-- WHAT YOU HAVE TO DO --
A faithful copy of the data is the goal; set it down exactly, without the images.

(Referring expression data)
################

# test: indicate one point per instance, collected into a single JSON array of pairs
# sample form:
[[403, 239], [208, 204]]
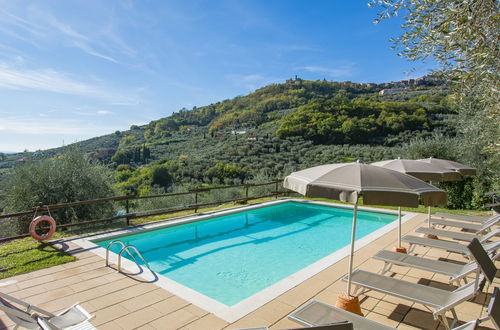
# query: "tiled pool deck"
[[127, 302]]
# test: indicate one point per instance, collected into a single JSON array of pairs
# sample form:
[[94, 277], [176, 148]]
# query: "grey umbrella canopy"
[[421, 170], [450, 165], [378, 186]]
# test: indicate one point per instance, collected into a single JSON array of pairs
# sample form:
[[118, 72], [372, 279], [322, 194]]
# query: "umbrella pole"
[[350, 303], [351, 255], [399, 248], [429, 216], [399, 226]]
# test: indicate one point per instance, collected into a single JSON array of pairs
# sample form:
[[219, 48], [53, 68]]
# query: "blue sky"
[[71, 70]]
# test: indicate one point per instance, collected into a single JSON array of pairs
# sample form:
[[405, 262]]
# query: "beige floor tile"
[[273, 311], [208, 322], [173, 320], [286, 323], [110, 326], [139, 302], [170, 304], [248, 321], [108, 314], [196, 310], [138, 318]]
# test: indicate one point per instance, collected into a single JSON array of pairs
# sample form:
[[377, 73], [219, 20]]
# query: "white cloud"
[[53, 81], [337, 72], [252, 81]]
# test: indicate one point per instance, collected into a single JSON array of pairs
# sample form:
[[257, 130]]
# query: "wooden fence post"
[[127, 210]]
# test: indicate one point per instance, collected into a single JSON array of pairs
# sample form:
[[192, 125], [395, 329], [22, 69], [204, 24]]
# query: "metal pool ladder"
[[125, 248]]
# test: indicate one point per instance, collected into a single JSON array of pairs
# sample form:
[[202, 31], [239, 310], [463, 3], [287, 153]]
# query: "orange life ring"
[[36, 221]]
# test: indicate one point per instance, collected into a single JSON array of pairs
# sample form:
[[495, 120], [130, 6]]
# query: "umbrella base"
[[431, 236], [349, 303], [400, 249]]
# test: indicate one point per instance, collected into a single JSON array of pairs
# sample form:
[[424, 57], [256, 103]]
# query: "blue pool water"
[[229, 258]]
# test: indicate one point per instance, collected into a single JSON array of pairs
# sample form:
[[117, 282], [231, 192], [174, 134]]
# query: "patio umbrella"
[[379, 186], [462, 169], [450, 165], [420, 170]]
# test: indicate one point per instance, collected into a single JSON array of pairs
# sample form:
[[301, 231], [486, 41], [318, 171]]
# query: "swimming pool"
[[231, 259]]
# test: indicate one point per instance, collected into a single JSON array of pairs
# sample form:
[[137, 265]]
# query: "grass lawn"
[[27, 255]]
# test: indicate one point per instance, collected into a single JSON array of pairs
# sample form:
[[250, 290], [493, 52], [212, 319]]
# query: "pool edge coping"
[[250, 304]]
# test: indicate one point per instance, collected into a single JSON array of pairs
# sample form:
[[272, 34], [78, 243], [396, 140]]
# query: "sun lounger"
[[444, 245], [456, 272], [493, 314], [439, 301], [477, 228], [468, 218], [333, 326], [31, 317], [460, 236], [316, 313]]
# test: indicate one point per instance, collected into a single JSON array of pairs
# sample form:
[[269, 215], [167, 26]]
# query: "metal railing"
[[129, 216], [127, 249]]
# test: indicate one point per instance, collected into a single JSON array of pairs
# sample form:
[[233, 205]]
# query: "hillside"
[[270, 132]]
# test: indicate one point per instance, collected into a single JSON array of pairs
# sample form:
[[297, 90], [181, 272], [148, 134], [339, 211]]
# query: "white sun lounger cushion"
[[458, 235], [469, 218], [316, 313], [435, 266], [446, 245], [439, 299]]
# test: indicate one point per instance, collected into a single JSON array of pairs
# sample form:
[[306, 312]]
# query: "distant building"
[[391, 91]]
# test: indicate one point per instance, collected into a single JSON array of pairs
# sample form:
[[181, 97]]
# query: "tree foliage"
[[463, 37], [68, 178], [340, 120]]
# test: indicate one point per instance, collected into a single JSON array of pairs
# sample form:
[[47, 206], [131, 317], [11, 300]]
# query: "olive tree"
[[462, 36], [67, 178]]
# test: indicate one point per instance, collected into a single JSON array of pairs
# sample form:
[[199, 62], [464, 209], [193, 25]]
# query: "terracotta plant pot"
[[349, 303], [400, 249]]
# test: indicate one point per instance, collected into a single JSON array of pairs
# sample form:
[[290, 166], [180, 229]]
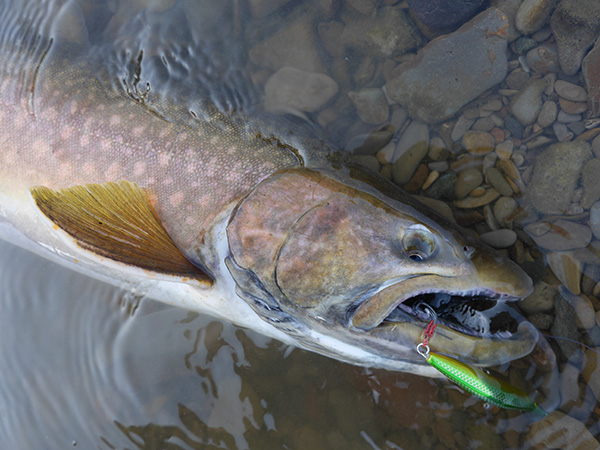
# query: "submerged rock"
[[444, 14], [555, 176], [591, 75], [454, 69], [533, 14], [291, 90], [576, 26]]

################

-- OUTPUT FOR THIS EXERCISE --
# test: indicate one point per instance, collected into a single JSON array of pairs
# sample form:
[[403, 239], [208, 204]]
# query: "tiled pool deck"
[[127, 302]]
# test: indicate one point per instance, collected into a single JSON array of pairs
# sample form:
[[94, 277], [176, 148]]
# query: "grey umbrella canopy"
[[421, 170], [450, 165], [378, 186]]
# test: indicate one point per instance, collected into a single JSON array of pairs
# sample form:
[[118, 72], [372, 279], [322, 194]]
# query: "umbrella pole"
[[350, 303], [351, 255], [399, 248], [429, 216], [399, 226]]
# test: indicate one point per instance, collected into a single JSON array of pairs
# sample form:
[[219, 48], [53, 68]]
# query: "blue sky"
[[71, 70]]
# test: indicate one point per instance, collected into a single JSON array of pairs
# sample form:
[[405, 262]]
# query: "beige floor tile"
[[273, 311], [208, 322], [173, 320], [286, 323], [110, 326], [139, 302], [170, 304], [248, 321], [108, 314], [196, 310], [138, 318]]
# test: indicate one point per instance, collected into a single JSON array of pairs
# sample form:
[[377, 73], [219, 20]]
# query: "white cloud"
[[53, 81], [337, 72], [252, 81]]
# test: indicate one point per instance, collected into a single JSON array of pairs
# sample form:
[[257, 130]]
# query: "wooden fence post"
[[127, 210]]
# test: indicate one point per instance, collected into a single JSON array of pairs
# sample form:
[[192, 125], [395, 329], [22, 69], [204, 24]]
# query: "metal pool ladder"
[[125, 248]]
# test: indicate one point per instance, collected into a single JSON array of pairs
# sample form:
[[202, 31], [239, 310], [463, 3], [287, 153]]
# query: "orange life ring"
[[36, 221]]
# test: indicate one point per instance, collected into a single JSON array of pairs
# sample form:
[[495, 120], [130, 6]]
# query: "umbrella base"
[[431, 236], [349, 303], [400, 249]]
# test: indicate one point per instance, collected into a single JSON array of pairs
# sample form:
[[424, 57], [256, 103]]
# query: "blue pool water"
[[229, 258]]
# test: indicate one point per instance, collected into a single JSON array of pairs
# sample form:
[[117, 282], [231, 192], [174, 134]]
# query: "patio umbrella"
[[379, 186], [462, 169], [450, 165], [420, 170]]
# test: indicate one point per instance, collected into a single JSON array of pairs
# sample form:
[[301, 231], [486, 41], [318, 171]]
# query: "swimming pool"
[[231, 259]]
# test: indicate one point per instance, collected into a single JSON array of pairs
# sample form:
[[137, 265]]
# query: "grass lawn"
[[27, 255]]
# test: indicate one point per instance, collected into a single JSON array of pairs
# sample form:
[[250, 290], [493, 52], [212, 319]]
# query: "pool edge coping"
[[250, 304]]
# test: indicate one point per instance, collected into a single JSON array of pairs
# sample form:
[[272, 34], [78, 243], [396, 140]]
# query: "sun lounger"
[[444, 245], [456, 272], [493, 314], [439, 301], [477, 228], [468, 218], [333, 326], [31, 317], [460, 236], [316, 313]]
# test: indicate one point per instance, collected into a single JSON array of pairs
# sample form:
[[269, 215], [167, 26]]
# query: "metal railing"
[[129, 216], [127, 249]]
# test: indicate one point per instance, collected into a single JSON array of pairs
# sample form:
[[233, 205]]
# query: "hillside"
[[270, 132]]
# test: indicate one point per instance, collected into a single JSON array of pairs
# sample form:
[[297, 90], [181, 272], [148, 134], [339, 211]]
# query: "white sun lounger cushion"
[[458, 235], [469, 218], [316, 313], [435, 266], [446, 245], [439, 299]]
# test: indicate one point per instance, collected into a single JSON array of pairs
# sample form:
[[306, 312]]
# query: "distant building"
[[391, 91]]
# test: indicate one point per instance, collected into a single JSON array of pairs
# sample form:
[[181, 97]]
# query: "tree foliage"
[[463, 37], [68, 178], [340, 120]]
# test: indicate one point per instance, collected into a single JSON array of pairs
# sample form:
[[47, 206], [131, 317], [11, 300]]
# query: "olive tree"
[[462, 36], [67, 178]]
# test: indicate one point per instance, collected into a single JSON array of pairs
# sample form:
[[199, 62], [464, 209], [193, 25]]
# query: "terracotta plant pot"
[[349, 303], [400, 249]]
# test: indicate one point per instance, collected into a single JSON array of pairs
# sample form:
[[290, 166], [180, 229]]
# query: "submerged rock"
[[444, 14], [555, 176], [591, 75], [454, 69], [533, 14], [291, 90], [576, 26]]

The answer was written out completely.